[RECORDS SHOWN]

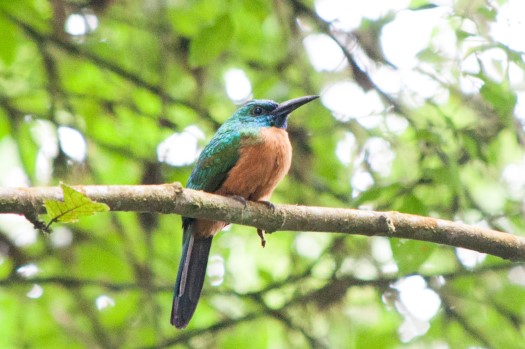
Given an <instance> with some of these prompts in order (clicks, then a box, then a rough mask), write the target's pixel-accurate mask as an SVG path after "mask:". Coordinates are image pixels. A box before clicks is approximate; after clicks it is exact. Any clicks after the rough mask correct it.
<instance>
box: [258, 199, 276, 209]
mask: <svg viewBox="0 0 525 349" xmlns="http://www.w3.org/2000/svg"><path fill="white" fill-rule="evenodd" d="M257 202H258V203H260V204H263V205H264V206H266V207H267V208H269V209H270V210H272V212H275V205H274V204H272V203H271V202H270V201H266V200H259V201H257Z"/></svg>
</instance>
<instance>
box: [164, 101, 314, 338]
mask: <svg viewBox="0 0 525 349" xmlns="http://www.w3.org/2000/svg"><path fill="white" fill-rule="evenodd" d="M318 97H319V96H303V97H299V98H295V99H291V100H288V101H286V102H283V103H276V102H274V101H272V100H264V99H260V100H252V101H249V102H247V103H245V104H243V105H242V106H240V107H239V108H238V109H237V110H236V111H235V112H234V113H233V115H232V116H231V117H230V118H229V119H228V120H226V121H225V122H224V123H223V124H222V125H221V126H220V127H219V129H218V130H217V132H216V133H215V135H214V136H213V137H212V139H211V140H210V142H209V143H208V144H207V145H206V146H205V147H204V149H203V150H202V152H201V153H200V155H199V158H198V159H197V162H196V164H195V166H194V168H193V170H192V172H191V175H190V177H189V179H188V183H187V185H186V187H187V188H190V189H195V190H202V191H204V192H209V193H215V194H219V195H224V196H230V197H233V198H236V199H238V200H241V201H243V202H244V203H246V201H247V200H249V201H257V202H262V203H265V204H267V205H269V206H270V207H272V206H273V205H272V204H271V203H270V202H269V199H270V197H271V195H272V192H273V190H274V189H275V187H276V186H277V184H278V183H279V182H280V181H281V180H282V179H283V177H284V176H285V175H286V173H287V172H288V170H289V168H290V164H291V160H292V146H291V144H290V140H289V138H288V133H287V131H286V128H287V126H288V116H289V115H290V113H291V112H292V111H294V110H295V109H297V108H299V107H300V106H302V105H304V104H306V103H308V102H311V101H313V100H314V99H316V98H318ZM226 225H228V223H227V222H221V221H211V220H205V219H194V218H189V217H182V230H183V237H182V240H183V245H182V255H181V259H180V263H179V270H178V273H177V280H176V282H175V289H174V295H173V303H172V308H171V320H170V322H171V324H172V325H173V326H175V327H176V328H179V329H182V328H185V327H186V326H187V325H188V323H189V322H190V320H191V318H192V316H193V314H194V312H195V309H196V308H197V303H198V301H199V298H200V294H201V291H202V287H203V284H204V277H205V275H206V266H207V264H208V256H209V253H210V247H211V243H212V239H213V236H214V235H215V234H216V233H217V232H219V231H220V230H222V229H223V228H224V227H225V226H226ZM260 232H261V231H260V230H258V233H260ZM261 239H263V236H261ZM262 242H263V244H264V240H262Z"/></svg>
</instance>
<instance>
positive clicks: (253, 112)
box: [230, 96, 319, 129]
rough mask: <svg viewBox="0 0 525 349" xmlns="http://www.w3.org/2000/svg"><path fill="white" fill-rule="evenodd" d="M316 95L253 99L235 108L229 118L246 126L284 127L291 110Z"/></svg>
mask: <svg viewBox="0 0 525 349" xmlns="http://www.w3.org/2000/svg"><path fill="white" fill-rule="evenodd" d="M318 97H319V96H304V97H299V98H295V99H291V100H289V101H286V102H283V103H277V102H274V101H270V100H266V99H258V100H253V101H250V102H247V103H246V104H244V105H243V106H241V107H240V108H239V109H237V111H236V112H235V113H234V114H233V116H232V117H231V118H230V120H232V121H237V122H240V123H242V124H243V125H246V126H248V125H249V126H253V127H277V128H283V129H285V128H286V126H287V124H288V122H287V121H288V115H290V113H291V112H292V111H294V110H295V109H297V108H299V107H300V106H302V105H304V104H306V103H308V102H310V101H313V100H314V99H317V98H318Z"/></svg>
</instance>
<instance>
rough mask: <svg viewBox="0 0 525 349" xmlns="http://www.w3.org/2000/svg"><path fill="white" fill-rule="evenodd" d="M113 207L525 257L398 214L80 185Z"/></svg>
mask: <svg viewBox="0 0 525 349" xmlns="http://www.w3.org/2000/svg"><path fill="white" fill-rule="evenodd" d="M75 189H76V190H79V191H81V192H83V193H85V194H86V195H87V196H89V197H90V198H91V199H93V200H95V201H98V202H103V203H106V204H107V205H109V207H110V208H111V210H113V211H135V212H159V213H176V214H180V215H183V216H187V217H194V218H204V219H212V220H223V221H227V222H231V223H235V224H242V225H249V226H253V227H257V228H260V229H262V230H265V231H267V232H274V231H280V230H287V231H315V232H334V233H345V234H358V235H366V236H385V237H391V238H404V239H413V240H421V241H428V242H434V243H439V244H444V245H449V246H454V247H462V248H467V249H471V250H475V251H478V252H482V253H488V254H491V255H494V256H498V257H501V258H504V259H510V260H514V261H525V238H523V237H520V236H515V235H511V234H507V233H503V232H499V231H495V230H491V229H486V228H481V227H476V226H469V225H466V224H463V223H459V222H451V221H446V220H442V219H436V218H432V217H422V216H415V215H410V214H402V213H399V212H394V211H391V212H374V211H362V210H353V209H344V208H327V207H312V206H297V205H275V208H274V209H273V210H272V209H271V208H268V207H267V206H266V205H263V204H259V203H256V202H248V203H247V204H246V205H244V204H242V203H241V202H239V201H237V200H235V199H232V198H228V197H224V196H220V195H214V194H209V193H205V192H201V191H195V190H191V189H184V188H183V187H182V185H181V184H180V183H177V182H176V183H173V184H163V185H136V186H118V185H112V186H75ZM61 199H62V191H61V189H60V188H59V187H33V188H1V189H0V213H18V214H24V215H26V217H34V216H35V214H41V213H44V205H43V203H44V200H61Z"/></svg>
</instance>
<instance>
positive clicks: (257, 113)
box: [253, 107, 263, 115]
mask: <svg viewBox="0 0 525 349" xmlns="http://www.w3.org/2000/svg"><path fill="white" fill-rule="evenodd" d="M262 112H263V109H262V108H261V107H255V108H253V115H261V114H262Z"/></svg>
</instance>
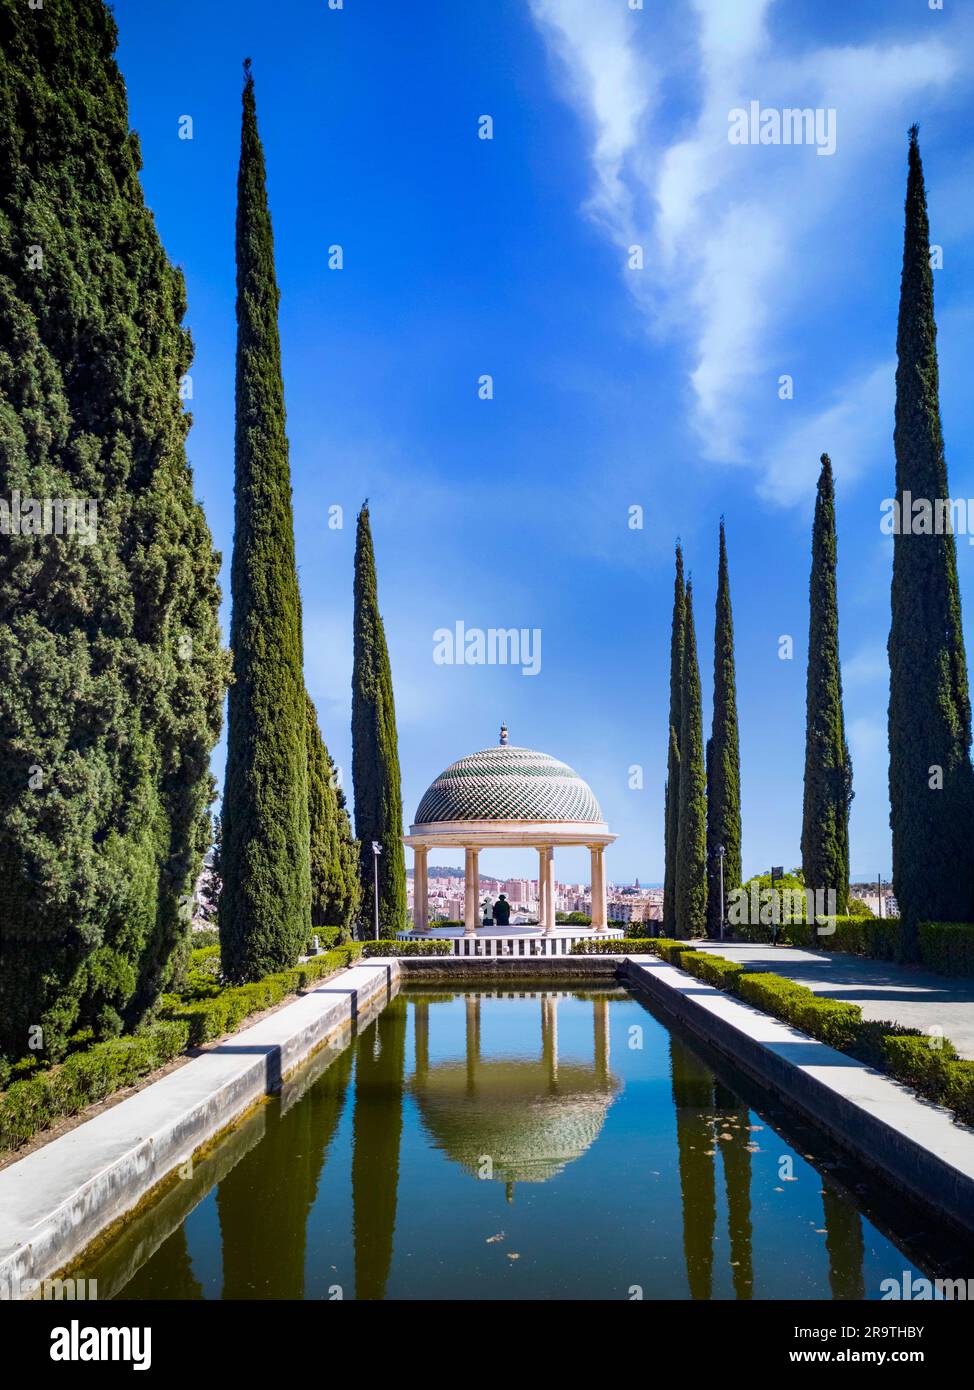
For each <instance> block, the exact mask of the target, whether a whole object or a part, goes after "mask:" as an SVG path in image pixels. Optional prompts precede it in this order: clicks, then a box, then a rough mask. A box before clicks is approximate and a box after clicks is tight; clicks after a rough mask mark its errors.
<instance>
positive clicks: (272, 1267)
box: [217, 1045, 353, 1298]
mask: <svg viewBox="0 0 974 1390" xmlns="http://www.w3.org/2000/svg"><path fill="white" fill-rule="evenodd" d="M352 1054H353V1047H352V1045H349V1047H347V1048H345V1051H343V1052H340V1054H339V1056H336V1058H335V1061H333V1062H332V1065H331V1066H329V1068H328V1070H327V1072H325V1073H324V1074H322V1076H321V1079H320V1080H318V1081H315V1083H314V1086H313V1087H311V1088H310V1091H308V1093H307V1094H306V1095H304V1097H303V1098H302V1099H300V1101H299V1102H297V1104H296V1105H293V1106H292V1108H290V1109H289V1111H288V1113H286V1115H281V1116H276V1118H274V1119H271V1122H270V1123H268V1126H267V1133H265V1134H264V1138H263V1140H261V1141H260V1144H258V1145H257V1147H256V1148H254V1150H251V1151H250V1154H247V1155H246V1156H245V1158H242V1159H240V1162H239V1163H238V1165H236V1168H233V1169H231V1172H229V1173H228V1175H226V1177H224V1180H222V1181H221V1183H220V1187H218V1188H217V1209H218V1212H220V1233H221V1238H222V1248H224V1293H222V1297H224V1298H303V1297H304V1248H306V1236H307V1218H308V1212H310V1211H311V1205H313V1204H314V1198H315V1193H317V1190H318V1179H320V1176H321V1169H322V1165H324V1162H325V1154H327V1151H328V1145H329V1144H331V1141H332V1137H333V1134H335V1130H336V1129H338V1122H339V1119H340V1118H342V1108H343V1105H345V1093H346V1088H347V1084H349V1076H350V1073H352Z"/></svg>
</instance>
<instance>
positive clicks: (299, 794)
mask: <svg viewBox="0 0 974 1390" xmlns="http://www.w3.org/2000/svg"><path fill="white" fill-rule="evenodd" d="M245 72H246V78H245V85H243V121H242V136H240V167H239V174H238V186H236V188H238V203H236V325H238V332H236V436H235V518H233V564H232V570H231V592H232V598H233V612H232V620H231V646H232V649H233V684H232V685H231V692H229V724H228V742H226V783H225V791H224V847H222V853H224V891H222V894H221V898H220V938H221V945H222V959H224V970H225V972H226V974H228V977H229V979H231V980H236V981H239V980H256V979H258V977H260V976H263V974H268V973H271V972H274V970H281V969H283V967H286V966H289V965H293V963H295V962H296V960H297V955H299V952H300V951H302V949H303V947H304V944H306V942H307V940H308V935H310V930H311V859H310V835H308V796H307V749H306V737H307V735H306V719H307V714H306V706H304V680H303V674H302V606H300V595H299V592H297V571H296V569H295V525H293V514H292V500H290V466H289V460H288V435H286V432H285V409H283V382H282V378H281V338H279V334H278V302H279V297H281V296H279V291H278V284H276V277H275V271H274V235H272V231H271V214H270V210H268V206H267V186H265V174H264V152H263V149H261V143H260V136H258V133H257V110H256V106H254V85H253V76H251V74H250V63H249V60H247V63H246V64H245Z"/></svg>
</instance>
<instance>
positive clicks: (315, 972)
mask: <svg viewBox="0 0 974 1390" xmlns="http://www.w3.org/2000/svg"><path fill="white" fill-rule="evenodd" d="M361 951H363V942H361V941H350V942H347V944H346V945H343V947H336V948H335V949H333V951H327V952H325V954H324V955H320V956H311V959H310V960H302V962H300V965H296V966H292V967H290V969H289V970H276V972H275V973H274V974H265V976H264V979H263V980H256V981H254V983H253V984H236V986H229V987H224V988H221V987H218V986H213V987H207V990H208V991H211V992H207V994H204V995H203V997H200V992H199V991H195V992H193V997H192V998H190V1001H189V1002H186V997H185V995H175V994H164V995H163V1001H161V1005H163V1008H161V1015H163V1017H167V1019H178V1020H179V1022H182V1023H186V1024H188V1027H189V1044H190V1047H199V1045H200V1044H201V1042H211V1041H213V1038H218V1037H222V1036H224V1033H232V1031H233V1029H235V1027H236V1026H238V1024H239V1023H240V1022H242V1020H243V1019H246V1017H247V1016H249V1015H250V1013H260V1012H261V1011H263V1009H270V1008H272V1006H274V1005H275V1004H281V1001H282V999H286V998H288V995H289V994H297V992H299V991H300V990H307V988H310V987H311V986H313V984H315V983H317V981H318V980H321V979H322V976H327V974H333V972H335V970H343V969H345V967H346V966H349V965H352V962H353V960H354V959H357V956H360V955H361Z"/></svg>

[/RECORDS SHOWN]

### TASK DESCRIPTION
Only lines containing "image" belong in the answer; copy every such line from the records.

### EXERCISE OUTPUT
Given an <instance> with some of these prompts in order (clicks, then a box, then a rough mask), write the target's pixel-accurate mask as an SVG path after "mask:". Coordinates are image pixels. A box before clicks is approximate; after clicks it is exact. Any clicks after the rough mask correct it.
For each <instance> block, the exact mask of the target, whether a whole object or a part, goes after "mask:" as an SVG path in image pixels. Optional prompts precede it in this order: clicks, then a box, then a rough mask. A box before clicks is approximate and a box after clicks is tight; clicks after a rough mask mark its errors.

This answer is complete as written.